Begin Page

+/- 10v adc interface with pic micro

[raman00084]

I am having a load cell unit that can output a analog voltage of +/- 10v
Positive voltage for push and negative voltage for pull. It is a push pull load cell. I am using dspic33ep512mu810 ic.
How to interface +/-10v in this microcontroller.

 

[KlausST]

Hi,

the first question is: Do you like to use the PIC interneal ADC or an external one? Both is possible.

There may be external ADCs which provide the input voltage range you need.

Or - in any case - you can use an external analog circuit to adjust Sensor_output_voltage_range to ADC_input_voltage_range.

It depends on what YOU need. And on the specifications for that ... like any anlog/digital circuit does.
If you want detailed answers you need to provide complete and detailed specifications first.

End Page
Begin Data rows

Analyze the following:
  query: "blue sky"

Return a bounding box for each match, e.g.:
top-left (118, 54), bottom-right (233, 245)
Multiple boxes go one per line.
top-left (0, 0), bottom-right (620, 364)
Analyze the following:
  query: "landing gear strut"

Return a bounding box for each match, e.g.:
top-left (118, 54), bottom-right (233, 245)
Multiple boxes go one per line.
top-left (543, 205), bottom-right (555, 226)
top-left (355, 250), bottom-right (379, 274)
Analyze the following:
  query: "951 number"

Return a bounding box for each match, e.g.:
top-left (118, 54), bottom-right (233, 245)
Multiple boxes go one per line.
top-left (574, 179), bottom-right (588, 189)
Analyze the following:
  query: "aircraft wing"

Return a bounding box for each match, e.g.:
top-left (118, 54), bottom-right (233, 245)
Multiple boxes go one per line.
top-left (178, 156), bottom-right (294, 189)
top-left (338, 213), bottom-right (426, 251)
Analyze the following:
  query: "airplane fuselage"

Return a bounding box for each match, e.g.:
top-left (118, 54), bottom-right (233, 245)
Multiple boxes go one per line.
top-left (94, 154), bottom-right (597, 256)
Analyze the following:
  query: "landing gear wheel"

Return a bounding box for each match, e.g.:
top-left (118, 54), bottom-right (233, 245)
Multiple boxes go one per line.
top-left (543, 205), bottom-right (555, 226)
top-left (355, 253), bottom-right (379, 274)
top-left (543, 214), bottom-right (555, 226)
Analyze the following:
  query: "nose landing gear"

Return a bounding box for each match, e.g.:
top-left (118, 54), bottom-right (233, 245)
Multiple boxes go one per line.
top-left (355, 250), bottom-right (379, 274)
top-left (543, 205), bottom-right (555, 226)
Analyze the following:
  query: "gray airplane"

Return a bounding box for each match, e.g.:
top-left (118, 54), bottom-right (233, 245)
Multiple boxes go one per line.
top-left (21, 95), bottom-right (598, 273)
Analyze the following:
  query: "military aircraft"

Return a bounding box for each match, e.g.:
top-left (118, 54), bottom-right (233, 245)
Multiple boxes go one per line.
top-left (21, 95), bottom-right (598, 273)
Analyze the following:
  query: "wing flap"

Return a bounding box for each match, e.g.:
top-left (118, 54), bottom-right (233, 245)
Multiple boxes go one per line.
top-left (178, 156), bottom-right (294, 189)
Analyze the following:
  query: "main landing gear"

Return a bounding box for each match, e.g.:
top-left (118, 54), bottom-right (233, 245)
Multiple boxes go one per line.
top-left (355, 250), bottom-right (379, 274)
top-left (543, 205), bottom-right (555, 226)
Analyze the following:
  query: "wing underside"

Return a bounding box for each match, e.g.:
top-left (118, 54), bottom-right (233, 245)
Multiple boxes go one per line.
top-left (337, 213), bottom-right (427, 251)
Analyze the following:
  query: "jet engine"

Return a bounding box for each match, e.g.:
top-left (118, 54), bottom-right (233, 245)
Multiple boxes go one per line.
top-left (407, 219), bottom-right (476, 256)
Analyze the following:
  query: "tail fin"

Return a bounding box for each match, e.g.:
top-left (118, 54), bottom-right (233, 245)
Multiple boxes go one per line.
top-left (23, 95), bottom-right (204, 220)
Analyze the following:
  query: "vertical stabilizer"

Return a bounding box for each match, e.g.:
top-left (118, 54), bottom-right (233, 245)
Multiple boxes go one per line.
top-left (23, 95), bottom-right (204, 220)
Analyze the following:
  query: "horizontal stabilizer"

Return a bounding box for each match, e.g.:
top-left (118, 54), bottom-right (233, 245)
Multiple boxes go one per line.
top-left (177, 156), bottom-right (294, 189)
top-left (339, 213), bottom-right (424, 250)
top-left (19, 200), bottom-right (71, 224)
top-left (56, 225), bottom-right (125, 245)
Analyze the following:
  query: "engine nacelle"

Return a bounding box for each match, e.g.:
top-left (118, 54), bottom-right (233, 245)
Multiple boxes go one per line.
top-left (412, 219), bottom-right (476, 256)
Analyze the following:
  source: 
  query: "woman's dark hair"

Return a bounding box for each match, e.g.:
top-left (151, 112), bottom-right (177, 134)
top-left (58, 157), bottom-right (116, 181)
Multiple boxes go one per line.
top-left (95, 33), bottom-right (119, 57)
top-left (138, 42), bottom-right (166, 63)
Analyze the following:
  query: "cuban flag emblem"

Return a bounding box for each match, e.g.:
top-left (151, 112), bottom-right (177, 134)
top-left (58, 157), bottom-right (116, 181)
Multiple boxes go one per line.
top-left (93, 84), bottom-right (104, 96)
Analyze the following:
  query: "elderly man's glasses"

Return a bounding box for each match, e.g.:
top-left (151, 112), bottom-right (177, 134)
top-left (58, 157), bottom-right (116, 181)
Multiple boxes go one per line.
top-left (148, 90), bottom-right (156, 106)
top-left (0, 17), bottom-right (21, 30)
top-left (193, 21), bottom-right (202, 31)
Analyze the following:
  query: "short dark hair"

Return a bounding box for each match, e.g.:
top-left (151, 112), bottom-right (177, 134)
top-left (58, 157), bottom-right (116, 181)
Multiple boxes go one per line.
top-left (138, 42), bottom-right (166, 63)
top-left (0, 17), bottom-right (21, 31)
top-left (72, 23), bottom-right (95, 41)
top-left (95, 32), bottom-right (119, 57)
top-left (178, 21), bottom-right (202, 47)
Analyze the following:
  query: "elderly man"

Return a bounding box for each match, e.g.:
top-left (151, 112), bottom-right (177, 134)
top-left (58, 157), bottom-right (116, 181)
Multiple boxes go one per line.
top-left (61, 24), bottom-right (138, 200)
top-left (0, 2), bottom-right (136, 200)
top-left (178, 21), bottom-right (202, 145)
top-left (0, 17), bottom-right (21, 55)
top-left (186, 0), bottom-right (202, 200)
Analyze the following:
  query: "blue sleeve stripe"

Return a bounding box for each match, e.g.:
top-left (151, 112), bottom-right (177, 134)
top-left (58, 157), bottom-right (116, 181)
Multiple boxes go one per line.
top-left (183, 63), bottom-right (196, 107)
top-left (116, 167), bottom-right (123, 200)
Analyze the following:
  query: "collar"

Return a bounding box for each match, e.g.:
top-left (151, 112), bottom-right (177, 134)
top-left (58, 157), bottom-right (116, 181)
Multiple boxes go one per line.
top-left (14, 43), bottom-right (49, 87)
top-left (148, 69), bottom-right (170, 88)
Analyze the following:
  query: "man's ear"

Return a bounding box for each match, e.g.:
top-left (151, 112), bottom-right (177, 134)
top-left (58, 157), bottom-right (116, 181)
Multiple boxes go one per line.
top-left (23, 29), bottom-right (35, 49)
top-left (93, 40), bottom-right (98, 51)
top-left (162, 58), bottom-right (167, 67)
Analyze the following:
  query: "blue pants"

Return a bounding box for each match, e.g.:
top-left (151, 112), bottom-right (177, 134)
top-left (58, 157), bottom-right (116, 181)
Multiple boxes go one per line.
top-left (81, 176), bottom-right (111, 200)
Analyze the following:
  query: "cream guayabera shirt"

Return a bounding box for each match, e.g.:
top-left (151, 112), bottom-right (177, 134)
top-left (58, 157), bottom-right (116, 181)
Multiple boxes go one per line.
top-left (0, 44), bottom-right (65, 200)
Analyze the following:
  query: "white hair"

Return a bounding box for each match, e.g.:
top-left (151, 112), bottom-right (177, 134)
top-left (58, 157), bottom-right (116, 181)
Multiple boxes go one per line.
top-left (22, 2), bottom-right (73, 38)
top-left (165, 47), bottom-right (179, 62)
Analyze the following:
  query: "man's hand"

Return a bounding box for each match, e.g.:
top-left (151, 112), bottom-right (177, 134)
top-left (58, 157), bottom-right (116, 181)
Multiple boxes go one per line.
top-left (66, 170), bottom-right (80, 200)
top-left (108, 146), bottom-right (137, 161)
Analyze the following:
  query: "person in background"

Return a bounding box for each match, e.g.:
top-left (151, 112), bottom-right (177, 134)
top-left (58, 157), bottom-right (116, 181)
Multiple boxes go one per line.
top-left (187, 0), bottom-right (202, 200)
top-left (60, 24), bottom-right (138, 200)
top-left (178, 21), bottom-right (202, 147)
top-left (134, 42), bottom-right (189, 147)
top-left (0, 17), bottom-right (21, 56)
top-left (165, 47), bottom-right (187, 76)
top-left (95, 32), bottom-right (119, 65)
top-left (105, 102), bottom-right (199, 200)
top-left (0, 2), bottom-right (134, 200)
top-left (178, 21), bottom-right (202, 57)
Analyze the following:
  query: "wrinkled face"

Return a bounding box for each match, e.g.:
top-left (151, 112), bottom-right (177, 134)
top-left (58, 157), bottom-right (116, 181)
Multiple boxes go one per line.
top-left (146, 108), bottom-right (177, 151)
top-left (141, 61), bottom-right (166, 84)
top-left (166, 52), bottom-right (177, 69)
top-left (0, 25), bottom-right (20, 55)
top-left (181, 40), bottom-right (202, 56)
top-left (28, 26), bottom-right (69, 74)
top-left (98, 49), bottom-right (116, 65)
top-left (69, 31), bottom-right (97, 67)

End Data rows

### Objective
Answer these questions from the forum thread:
(a) Which microcontroller IC is the original poster using?
(b) What does a negative output voltage from the load cell indicate?
(c) According to the reply, what must be provided first to get detailed answers?
The stored data is separate from the forum thread.

### Result
(a) The dspic33ep512mu810.
(b) Pull.
(c) Complete and detailed specifications.